**MATERIAL TO PROCESS**

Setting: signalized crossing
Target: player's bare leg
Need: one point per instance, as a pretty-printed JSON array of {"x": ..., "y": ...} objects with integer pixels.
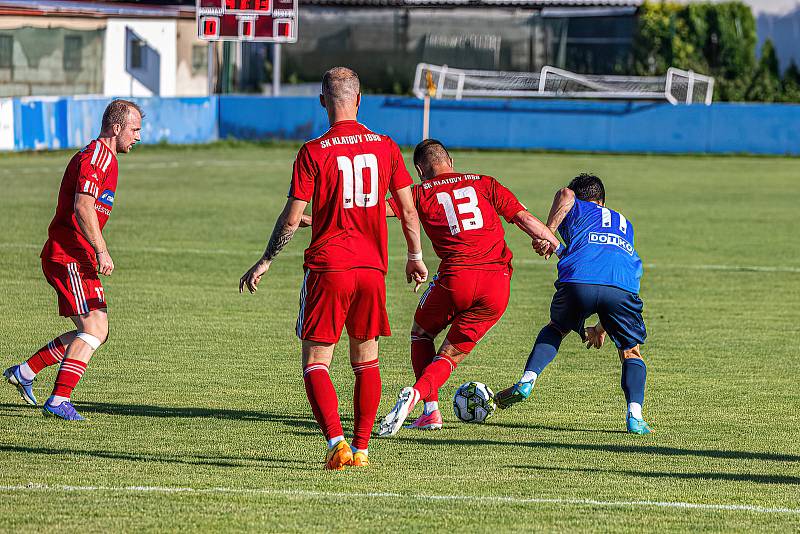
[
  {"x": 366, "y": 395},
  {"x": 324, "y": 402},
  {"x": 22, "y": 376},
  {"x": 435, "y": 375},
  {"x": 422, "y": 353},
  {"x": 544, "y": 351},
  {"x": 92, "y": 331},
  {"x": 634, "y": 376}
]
---
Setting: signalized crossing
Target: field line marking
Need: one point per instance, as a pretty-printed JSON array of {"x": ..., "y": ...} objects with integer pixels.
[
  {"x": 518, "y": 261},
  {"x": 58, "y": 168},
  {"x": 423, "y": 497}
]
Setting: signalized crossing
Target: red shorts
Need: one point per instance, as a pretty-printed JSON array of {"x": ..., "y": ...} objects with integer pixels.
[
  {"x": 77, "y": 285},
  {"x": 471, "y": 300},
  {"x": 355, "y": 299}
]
---
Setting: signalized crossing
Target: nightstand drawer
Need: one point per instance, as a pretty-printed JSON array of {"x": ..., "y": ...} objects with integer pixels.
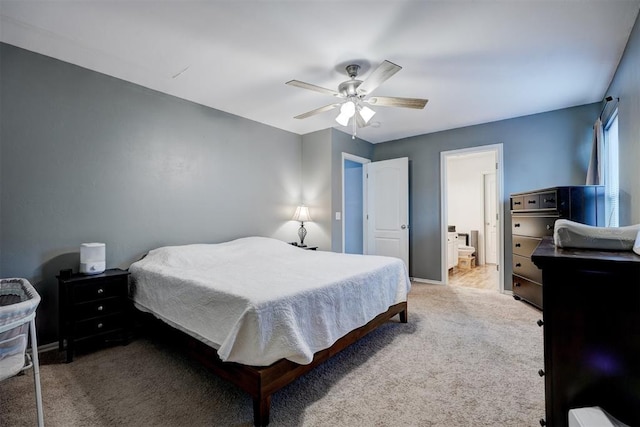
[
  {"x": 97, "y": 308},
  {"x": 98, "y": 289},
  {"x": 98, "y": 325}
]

**WHAT THE EXERCISE ASKS**
Locate each line in the material above that contains the word "Target" and copy those lines out.

**FINISHED ANSWER**
Target: player's bare leg
Target: field line marking
Target: red shorts
Target: nightstand drawer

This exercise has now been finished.